Excerpts from point annotation data
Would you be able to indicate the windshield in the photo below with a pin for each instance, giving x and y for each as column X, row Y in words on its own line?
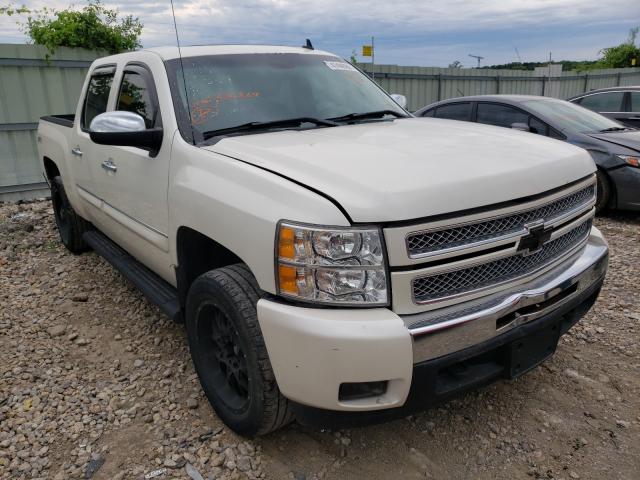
column 568, row 116
column 226, row 91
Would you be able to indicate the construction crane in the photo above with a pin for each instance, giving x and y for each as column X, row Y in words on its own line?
column 477, row 57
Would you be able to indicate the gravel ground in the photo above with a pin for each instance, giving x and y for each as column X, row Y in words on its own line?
column 96, row 383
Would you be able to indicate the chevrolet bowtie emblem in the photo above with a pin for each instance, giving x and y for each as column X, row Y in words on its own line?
column 535, row 238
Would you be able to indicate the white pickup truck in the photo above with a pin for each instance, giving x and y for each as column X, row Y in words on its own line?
column 334, row 259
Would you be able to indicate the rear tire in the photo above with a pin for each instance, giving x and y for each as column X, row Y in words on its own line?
column 229, row 353
column 604, row 191
column 70, row 225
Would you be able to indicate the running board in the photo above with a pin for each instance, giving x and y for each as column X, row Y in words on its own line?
column 151, row 285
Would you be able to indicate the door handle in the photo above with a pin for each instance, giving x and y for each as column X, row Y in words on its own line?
column 109, row 166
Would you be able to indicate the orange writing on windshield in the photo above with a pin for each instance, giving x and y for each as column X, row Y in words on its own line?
column 208, row 107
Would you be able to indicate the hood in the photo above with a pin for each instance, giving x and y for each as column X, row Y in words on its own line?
column 413, row 168
column 628, row 139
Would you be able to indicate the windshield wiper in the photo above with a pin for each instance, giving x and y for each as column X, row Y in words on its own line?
column 289, row 122
column 613, row 129
column 365, row 115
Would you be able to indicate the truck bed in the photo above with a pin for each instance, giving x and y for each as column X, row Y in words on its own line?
column 64, row 120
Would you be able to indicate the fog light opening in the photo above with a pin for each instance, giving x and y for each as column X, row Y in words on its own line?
column 360, row 390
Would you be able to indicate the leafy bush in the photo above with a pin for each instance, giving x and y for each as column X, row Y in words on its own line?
column 94, row 27
column 622, row 55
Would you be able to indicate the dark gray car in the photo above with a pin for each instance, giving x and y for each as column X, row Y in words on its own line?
column 618, row 103
column 614, row 147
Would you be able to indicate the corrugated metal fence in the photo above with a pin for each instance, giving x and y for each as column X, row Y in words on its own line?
column 31, row 87
column 425, row 85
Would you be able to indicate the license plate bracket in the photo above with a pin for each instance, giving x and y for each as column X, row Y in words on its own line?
column 529, row 352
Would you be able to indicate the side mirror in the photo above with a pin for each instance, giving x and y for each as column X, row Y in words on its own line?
column 125, row 129
column 521, row 126
column 400, row 99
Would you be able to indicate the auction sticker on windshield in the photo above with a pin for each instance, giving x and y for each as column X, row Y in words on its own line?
column 340, row 66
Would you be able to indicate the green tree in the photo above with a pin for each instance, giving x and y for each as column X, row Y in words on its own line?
column 622, row 55
column 93, row 26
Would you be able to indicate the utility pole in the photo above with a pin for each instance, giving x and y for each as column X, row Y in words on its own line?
column 373, row 59
column 477, row 57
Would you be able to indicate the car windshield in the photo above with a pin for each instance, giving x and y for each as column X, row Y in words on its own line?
column 226, row 91
column 568, row 116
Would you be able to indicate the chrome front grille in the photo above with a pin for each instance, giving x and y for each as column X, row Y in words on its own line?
column 426, row 242
column 434, row 287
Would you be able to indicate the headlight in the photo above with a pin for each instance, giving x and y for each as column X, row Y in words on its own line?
column 331, row 265
column 633, row 160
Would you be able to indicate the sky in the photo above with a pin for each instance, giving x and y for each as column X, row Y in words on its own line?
column 407, row 32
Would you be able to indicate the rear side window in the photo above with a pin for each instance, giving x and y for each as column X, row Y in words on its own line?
column 136, row 96
column 454, row 111
column 97, row 97
column 603, row 102
column 635, row 102
column 500, row 115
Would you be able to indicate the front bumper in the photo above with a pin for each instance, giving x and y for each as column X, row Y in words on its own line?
column 314, row 351
column 627, row 186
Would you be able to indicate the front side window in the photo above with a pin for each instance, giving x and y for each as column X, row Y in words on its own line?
column 454, row 111
column 229, row 90
column 603, row 102
column 500, row 115
column 135, row 96
column 97, row 97
column 635, row 102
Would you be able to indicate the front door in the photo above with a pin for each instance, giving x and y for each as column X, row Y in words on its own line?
column 83, row 150
column 131, row 181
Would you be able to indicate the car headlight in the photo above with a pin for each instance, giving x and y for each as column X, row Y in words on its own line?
column 633, row 160
column 331, row 264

- WRITTEN REQUEST: Can you print this listing again exactly as it appears, leaving out the pictures?

- EXERCISE SOLUTION:
Would you be able to indicate the windshield in the photo below with a pin for each instance, giving x and y for each as column X, row Y in words on its own line?
column 568, row 116
column 226, row 91
Would you be able to indicate the construction crane in the photo above with a pin for each instance, giving x and y for each as column X, row Y in words on its own line?
column 477, row 57
Would you be able to indicate the gravel ground in the photo above with a pin for each instance, giving x and y for each as column X, row Y in words on its own line?
column 96, row 383
Would you be able to indicate the chevrolet bowtie emblem in the photo above with a pin for each instance, giving x and y for each as column X, row Y in words on its own line?
column 535, row 238
Would you be able to indicate the white pickup truck in the photo above with a pin for each instance, giving x and y for each as column X, row Y in words on its own line?
column 334, row 259
Would you be able to indicate the rear tire in the photo above with a pin for each instance, giving x and y for each as column X, row Y in words on its own line?
column 229, row 353
column 604, row 191
column 70, row 225
Would you be able to indicate the running board in the photo above with a pin for each instance, giving x and y for each as column X, row Y in words on its own line?
column 151, row 285
Would you be able to indicate the door handle in the photo above with a pin for each instance, giving x and y for each as column X, row Y in words on its own line?
column 109, row 166
Would you be able to indicate the orange writing on windshield in the photo above with a pin for each instance, giving x and y for each as column X, row Y in words on its own line?
column 208, row 107
Would you be able to indicate the hood in the photo above with a pin for each instance, giving x and y for each as column X, row Y in words on its own line?
column 413, row 168
column 628, row 139
Would you be able to indicate the windshield wiper in the photo above with a pin for each instance, giving x and y for each as column X, row Y in words on its own line?
column 289, row 122
column 613, row 129
column 365, row 115
Would you be able to indicate the truck bed in the photo above with a pin for each instance, giving x and y for each as column X, row Y in words on its own line?
column 64, row 120
Would you be able to indicate the fog light opening in the photo above with a pin for each instance, giving x and y for each as column X, row Y in words on its own line?
column 360, row 390
Would you be able to indicate the leafy bush in the photo above with a pin for each instance, giving x and y for each as column X, row Y in words on its own line?
column 94, row 27
column 622, row 55
Would you be able to indicate the dark gray car in the photo above with a pin for each instance, giving x and y for each as column X, row Y in words on its own line?
column 618, row 103
column 614, row 147
Would you be able to indicate the corrugated metal fence in the photo above with a pin for each instance, giving x and y for each as column X, row Y in words on its own line?
column 31, row 87
column 425, row 85
Would you be able to indicate the license plate bracket in the photo above with a pin for each instance, giving x and y for each as column X, row Y in words on its own line?
column 529, row 352
Would you be able to indicate the side mirror in the photo above with a pin for each instance, giving x and y for each as column X, row Y in words on its own line?
column 125, row 129
column 521, row 126
column 400, row 99
Would you be able to indicate the auction sticker on windshield in the photo above with a pin for each instance, giving x and y for each as column X, row Y in words on its own line?
column 340, row 66
Would you be able to indicate the green tree in the photo above with a pin for each instance, giving x and y for each as column X, row Y in words on its own line?
column 622, row 55
column 93, row 26
Would you be able to indicate the utility pole in the photo above with a pin for each instance, giving x and y for each as column X, row Y in words on its own line?
column 373, row 59
column 477, row 57
Would you be able to indicate the car windshield in the photo above with a pin for each instance, giving x and y for each as column X, row Y in words on its own line?
column 226, row 91
column 568, row 116
Would you be able to indicate the chrome front grille in the photo above with a pin for each instance, giving x and y for each as column X, row Y in words on its own line?
column 426, row 242
column 434, row 287
Would you be able to indicate the headlight in the photo above with a pin for each instance, giving x and y for each as column X, row Y in words on its own line?
column 331, row 265
column 633, row 160
Would you be able to indicate the sky in the photo above with a pin for each instance, giving x and y for each as column X, row Y in words on its own line?
column 407, row 32
Would you be able to indicate the rear side window in the photo above with a pin for each instance, giving x and y for each as column X, row Y in words on its own line?
column 136, row 96
column 454, row 111
column 97, row 97
column 603, row 102
column 635, row 102
column 500, row 115
Would you be able to indicate the front bumper in the photo above with a pin for each instance, giving x and y for each as column X, row Y in words on its own line?
column 314, row 351
column 627, row 186
Would you be able to indicate the front side window in the photo above with a pin for each instance, giving x and y for each as column X, row Y in words on its own line?
column 454, row 111
column 229, row 90
column 603, row 102
column 500, row 115
column 135, row 96
column 97, row 97
column 635, row 102
Would you be able to indicate the front door in the photo above with a pin for each instance, giving x and y for each as column X, row Y in words on its own line?
column 83, row 150
column 131, row 181
Would you be able to indicate the car headlight in the photo above with a pin for each instance, giving x and y for each as column X, row Y in words on its own line?
column 633, row 160
column 331, row 264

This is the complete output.